* **DIRECTIVE**
Please count the lines in the material below that contain the string "rough", where case matters, and reply with only that number.

————————

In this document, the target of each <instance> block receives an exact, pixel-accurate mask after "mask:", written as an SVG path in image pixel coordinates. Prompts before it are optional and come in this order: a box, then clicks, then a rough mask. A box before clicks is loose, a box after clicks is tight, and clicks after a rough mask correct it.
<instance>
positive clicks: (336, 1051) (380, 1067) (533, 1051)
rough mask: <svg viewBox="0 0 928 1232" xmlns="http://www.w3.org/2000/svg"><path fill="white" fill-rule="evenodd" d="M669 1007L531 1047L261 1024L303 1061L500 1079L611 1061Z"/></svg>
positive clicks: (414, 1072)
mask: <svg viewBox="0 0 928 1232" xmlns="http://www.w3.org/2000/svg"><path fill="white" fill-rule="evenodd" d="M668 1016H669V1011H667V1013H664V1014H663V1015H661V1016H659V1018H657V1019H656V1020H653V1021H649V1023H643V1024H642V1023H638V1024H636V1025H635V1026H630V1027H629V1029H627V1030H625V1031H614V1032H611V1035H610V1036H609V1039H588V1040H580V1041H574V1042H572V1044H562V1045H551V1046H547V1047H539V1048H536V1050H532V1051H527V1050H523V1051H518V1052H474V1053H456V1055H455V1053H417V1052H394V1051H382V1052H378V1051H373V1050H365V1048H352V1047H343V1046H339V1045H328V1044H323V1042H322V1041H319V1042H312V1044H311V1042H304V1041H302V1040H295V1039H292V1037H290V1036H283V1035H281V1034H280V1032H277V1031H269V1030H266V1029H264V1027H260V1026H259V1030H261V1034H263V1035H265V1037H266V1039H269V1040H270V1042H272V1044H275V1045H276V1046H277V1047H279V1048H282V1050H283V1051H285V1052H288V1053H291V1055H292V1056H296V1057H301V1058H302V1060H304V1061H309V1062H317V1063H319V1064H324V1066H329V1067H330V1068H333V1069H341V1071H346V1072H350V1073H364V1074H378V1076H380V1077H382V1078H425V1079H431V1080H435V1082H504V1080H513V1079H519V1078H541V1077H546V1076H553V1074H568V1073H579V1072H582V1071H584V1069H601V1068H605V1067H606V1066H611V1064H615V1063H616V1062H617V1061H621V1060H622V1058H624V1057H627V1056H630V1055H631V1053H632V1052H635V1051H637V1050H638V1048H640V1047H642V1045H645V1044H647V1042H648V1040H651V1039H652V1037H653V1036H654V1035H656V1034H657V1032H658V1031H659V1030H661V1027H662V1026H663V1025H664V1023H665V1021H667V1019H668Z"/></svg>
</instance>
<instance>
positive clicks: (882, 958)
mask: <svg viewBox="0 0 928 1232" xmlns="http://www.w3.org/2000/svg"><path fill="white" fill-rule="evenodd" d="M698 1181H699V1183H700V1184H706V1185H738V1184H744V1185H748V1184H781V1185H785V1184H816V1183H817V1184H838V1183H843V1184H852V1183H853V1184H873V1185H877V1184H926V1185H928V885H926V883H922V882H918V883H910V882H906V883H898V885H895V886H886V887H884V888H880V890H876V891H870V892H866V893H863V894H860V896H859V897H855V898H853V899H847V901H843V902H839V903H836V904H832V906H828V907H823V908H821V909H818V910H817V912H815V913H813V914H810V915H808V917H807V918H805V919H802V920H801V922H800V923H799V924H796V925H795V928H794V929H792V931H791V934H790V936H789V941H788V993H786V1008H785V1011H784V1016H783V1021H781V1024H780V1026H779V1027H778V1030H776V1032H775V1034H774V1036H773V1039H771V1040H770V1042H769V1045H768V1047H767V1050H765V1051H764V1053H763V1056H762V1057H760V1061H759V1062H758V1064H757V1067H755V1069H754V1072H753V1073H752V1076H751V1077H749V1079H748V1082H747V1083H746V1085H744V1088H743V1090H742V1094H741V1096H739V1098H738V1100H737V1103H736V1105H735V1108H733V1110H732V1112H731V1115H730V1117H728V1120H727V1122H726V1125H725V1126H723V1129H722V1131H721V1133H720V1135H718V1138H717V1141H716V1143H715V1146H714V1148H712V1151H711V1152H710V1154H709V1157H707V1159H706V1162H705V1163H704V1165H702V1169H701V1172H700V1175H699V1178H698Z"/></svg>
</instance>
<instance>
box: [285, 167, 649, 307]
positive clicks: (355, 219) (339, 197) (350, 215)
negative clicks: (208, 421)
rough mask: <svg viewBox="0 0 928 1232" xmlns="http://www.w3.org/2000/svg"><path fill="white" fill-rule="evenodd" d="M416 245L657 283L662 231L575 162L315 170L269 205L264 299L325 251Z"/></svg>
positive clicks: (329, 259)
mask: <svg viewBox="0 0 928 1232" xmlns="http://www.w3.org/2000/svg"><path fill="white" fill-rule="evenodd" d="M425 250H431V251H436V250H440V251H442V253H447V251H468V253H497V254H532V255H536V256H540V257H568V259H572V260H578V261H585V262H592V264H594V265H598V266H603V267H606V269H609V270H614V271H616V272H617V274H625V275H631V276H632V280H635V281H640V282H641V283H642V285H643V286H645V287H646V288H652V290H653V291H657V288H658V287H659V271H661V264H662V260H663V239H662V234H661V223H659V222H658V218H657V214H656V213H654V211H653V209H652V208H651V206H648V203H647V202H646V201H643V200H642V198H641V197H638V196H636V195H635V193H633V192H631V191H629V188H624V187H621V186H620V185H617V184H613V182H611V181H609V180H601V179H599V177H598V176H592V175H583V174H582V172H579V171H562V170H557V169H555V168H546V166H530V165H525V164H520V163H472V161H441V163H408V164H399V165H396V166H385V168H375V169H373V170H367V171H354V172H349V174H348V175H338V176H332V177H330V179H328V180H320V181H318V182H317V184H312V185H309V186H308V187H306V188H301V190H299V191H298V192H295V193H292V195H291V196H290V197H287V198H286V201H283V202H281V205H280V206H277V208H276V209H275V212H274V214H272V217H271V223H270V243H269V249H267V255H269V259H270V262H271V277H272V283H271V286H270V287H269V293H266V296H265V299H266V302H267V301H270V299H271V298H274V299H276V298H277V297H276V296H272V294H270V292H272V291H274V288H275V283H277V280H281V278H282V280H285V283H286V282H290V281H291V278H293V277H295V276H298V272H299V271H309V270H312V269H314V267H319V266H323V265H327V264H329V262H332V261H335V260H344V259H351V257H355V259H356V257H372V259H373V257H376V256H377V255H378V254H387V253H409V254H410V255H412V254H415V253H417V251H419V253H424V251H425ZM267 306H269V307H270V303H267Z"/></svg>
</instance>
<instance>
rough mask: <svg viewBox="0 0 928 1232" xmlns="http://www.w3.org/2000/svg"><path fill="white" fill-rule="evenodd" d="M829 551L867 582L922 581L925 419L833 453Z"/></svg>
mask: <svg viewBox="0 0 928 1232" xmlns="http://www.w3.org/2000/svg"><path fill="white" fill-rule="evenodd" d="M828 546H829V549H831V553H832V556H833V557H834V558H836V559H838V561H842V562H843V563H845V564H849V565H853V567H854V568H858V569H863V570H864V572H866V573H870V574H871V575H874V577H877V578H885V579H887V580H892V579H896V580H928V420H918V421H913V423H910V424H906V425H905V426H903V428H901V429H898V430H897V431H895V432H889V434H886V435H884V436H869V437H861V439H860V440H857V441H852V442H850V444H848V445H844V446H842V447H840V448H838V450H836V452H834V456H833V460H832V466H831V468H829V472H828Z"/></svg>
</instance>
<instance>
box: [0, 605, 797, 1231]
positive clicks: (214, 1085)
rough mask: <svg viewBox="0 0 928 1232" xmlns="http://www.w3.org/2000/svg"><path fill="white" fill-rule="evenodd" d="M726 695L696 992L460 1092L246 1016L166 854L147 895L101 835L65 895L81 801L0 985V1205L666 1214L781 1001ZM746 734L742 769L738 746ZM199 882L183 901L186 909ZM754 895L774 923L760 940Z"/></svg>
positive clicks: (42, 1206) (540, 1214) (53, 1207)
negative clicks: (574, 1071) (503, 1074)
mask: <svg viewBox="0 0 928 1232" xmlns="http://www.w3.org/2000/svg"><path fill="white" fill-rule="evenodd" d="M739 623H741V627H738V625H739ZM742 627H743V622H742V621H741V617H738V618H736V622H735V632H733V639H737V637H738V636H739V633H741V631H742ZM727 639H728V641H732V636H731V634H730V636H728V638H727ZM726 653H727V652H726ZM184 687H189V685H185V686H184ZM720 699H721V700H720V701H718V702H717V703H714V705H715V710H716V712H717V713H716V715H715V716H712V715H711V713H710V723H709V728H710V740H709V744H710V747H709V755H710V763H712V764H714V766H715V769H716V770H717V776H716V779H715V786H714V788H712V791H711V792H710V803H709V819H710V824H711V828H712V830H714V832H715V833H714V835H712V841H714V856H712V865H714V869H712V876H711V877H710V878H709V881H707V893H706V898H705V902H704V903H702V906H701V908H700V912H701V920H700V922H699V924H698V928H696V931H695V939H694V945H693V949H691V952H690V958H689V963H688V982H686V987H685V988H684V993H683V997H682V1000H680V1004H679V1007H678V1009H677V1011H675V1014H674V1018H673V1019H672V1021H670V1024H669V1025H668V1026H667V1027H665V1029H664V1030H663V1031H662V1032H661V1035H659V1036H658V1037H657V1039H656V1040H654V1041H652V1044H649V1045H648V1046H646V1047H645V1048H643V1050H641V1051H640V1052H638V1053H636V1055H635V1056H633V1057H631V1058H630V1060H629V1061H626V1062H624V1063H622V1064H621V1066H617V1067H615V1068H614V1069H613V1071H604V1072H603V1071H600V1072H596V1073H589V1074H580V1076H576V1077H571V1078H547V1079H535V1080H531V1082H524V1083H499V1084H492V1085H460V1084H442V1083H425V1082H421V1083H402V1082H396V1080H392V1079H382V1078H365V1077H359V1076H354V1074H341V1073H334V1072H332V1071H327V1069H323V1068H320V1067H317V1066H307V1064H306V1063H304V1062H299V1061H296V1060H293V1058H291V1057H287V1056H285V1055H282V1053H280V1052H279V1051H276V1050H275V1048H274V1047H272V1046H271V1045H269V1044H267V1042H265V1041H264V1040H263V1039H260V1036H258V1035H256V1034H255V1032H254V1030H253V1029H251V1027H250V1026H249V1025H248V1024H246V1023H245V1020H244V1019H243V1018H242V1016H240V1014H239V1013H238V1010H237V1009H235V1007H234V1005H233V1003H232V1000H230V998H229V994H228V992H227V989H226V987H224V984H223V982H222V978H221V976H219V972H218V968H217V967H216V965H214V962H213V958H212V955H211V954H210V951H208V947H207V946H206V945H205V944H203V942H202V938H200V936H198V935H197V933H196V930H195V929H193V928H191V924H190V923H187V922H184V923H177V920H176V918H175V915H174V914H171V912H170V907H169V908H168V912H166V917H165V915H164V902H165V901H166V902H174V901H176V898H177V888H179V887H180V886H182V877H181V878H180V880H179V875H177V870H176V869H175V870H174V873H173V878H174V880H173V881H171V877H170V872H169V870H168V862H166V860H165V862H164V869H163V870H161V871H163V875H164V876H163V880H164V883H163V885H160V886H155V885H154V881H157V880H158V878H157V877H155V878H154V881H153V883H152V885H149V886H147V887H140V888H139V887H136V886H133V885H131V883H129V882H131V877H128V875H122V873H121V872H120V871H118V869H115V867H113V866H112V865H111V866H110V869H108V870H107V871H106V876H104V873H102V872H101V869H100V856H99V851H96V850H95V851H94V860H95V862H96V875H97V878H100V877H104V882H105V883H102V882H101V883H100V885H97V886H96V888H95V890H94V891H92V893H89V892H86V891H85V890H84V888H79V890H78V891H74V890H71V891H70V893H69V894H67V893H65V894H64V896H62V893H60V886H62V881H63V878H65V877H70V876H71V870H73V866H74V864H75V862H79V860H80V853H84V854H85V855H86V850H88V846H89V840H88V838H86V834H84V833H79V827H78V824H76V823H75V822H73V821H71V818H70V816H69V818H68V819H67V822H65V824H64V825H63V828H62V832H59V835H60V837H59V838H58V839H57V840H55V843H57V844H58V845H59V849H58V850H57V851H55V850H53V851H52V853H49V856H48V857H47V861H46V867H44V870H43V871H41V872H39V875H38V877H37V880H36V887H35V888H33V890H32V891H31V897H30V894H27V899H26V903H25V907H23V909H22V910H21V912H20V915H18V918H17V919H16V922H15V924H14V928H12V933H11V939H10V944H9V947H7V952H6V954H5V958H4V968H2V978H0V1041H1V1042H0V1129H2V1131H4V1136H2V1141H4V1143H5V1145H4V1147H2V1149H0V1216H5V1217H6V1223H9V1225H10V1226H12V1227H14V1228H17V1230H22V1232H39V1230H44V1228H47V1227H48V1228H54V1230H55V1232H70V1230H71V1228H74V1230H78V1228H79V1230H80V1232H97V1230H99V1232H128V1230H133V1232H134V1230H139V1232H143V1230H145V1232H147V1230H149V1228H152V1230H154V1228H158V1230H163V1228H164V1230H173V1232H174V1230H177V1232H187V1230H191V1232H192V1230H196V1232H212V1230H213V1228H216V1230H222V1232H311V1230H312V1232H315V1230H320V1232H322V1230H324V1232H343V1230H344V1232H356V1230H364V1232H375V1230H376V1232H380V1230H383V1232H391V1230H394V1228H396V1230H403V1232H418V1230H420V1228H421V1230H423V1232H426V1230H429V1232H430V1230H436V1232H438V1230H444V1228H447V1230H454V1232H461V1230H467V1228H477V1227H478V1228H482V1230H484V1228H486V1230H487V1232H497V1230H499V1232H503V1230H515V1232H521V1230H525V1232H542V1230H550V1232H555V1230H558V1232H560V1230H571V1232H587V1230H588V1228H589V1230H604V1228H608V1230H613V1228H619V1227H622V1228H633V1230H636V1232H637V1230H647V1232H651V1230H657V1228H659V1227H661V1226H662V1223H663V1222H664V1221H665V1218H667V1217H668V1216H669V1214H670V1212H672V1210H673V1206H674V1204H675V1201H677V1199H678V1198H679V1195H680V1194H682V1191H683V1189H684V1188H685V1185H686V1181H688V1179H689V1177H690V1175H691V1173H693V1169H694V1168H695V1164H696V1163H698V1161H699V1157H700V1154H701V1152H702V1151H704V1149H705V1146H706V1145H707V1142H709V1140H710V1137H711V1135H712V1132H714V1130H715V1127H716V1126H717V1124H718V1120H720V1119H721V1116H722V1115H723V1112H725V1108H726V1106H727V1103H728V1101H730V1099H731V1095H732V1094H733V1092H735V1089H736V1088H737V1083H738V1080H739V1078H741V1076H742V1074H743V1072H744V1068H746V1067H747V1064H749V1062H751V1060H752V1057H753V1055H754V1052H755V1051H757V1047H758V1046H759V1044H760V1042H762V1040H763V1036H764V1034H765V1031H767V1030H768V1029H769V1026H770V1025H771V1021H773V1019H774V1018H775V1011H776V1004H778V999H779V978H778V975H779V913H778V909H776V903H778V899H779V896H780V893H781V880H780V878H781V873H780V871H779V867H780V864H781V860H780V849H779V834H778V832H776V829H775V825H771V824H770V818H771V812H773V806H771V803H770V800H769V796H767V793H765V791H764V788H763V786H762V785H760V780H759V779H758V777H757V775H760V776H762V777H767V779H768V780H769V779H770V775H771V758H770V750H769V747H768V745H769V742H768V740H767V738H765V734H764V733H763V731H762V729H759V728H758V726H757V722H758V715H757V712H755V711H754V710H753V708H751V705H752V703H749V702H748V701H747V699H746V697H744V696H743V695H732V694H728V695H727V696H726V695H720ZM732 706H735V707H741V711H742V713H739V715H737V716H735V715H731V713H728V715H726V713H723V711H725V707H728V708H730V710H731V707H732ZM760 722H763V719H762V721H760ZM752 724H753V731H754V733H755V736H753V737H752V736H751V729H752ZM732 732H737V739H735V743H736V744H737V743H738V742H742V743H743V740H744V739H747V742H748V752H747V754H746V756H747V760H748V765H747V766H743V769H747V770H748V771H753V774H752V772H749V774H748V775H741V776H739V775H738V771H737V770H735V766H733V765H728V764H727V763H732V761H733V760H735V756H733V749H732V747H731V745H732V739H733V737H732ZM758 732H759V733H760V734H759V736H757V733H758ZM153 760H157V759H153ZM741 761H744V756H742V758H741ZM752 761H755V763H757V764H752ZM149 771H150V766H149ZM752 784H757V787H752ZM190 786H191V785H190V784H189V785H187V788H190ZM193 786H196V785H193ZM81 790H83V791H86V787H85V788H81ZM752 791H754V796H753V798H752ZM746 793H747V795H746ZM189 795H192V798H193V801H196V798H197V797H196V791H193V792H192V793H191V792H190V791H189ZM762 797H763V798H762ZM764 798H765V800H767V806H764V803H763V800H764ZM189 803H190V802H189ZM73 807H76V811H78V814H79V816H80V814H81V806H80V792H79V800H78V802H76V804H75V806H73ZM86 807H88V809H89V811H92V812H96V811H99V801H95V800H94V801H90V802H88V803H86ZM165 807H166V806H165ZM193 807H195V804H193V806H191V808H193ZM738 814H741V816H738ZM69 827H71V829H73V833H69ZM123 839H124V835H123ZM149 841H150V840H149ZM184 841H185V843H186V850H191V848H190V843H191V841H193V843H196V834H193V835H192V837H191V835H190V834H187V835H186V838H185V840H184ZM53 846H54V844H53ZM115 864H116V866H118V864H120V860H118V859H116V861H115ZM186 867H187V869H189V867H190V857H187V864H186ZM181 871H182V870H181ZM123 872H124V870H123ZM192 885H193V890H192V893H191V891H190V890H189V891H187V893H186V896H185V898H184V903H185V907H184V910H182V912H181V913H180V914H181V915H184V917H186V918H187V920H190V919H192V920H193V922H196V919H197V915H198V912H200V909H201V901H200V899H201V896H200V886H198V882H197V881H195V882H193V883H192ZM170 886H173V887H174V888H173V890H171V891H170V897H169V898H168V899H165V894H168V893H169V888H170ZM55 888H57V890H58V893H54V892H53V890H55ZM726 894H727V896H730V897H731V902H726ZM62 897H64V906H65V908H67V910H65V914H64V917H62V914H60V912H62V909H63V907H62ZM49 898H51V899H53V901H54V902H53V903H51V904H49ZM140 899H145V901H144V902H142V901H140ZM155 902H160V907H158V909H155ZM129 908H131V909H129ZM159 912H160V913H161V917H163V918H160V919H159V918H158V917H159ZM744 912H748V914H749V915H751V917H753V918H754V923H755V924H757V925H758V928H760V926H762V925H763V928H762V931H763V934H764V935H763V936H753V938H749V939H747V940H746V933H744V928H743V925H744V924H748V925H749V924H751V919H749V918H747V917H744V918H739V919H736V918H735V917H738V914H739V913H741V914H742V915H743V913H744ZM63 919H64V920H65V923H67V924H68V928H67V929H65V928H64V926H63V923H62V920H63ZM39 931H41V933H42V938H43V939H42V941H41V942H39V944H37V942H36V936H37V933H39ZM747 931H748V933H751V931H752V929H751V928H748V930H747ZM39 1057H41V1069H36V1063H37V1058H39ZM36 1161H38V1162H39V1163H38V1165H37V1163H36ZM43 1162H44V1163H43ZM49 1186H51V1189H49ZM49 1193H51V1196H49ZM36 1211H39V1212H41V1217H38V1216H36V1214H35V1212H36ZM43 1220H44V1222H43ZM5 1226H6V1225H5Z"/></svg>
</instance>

————————

* **TASK RESULT**
5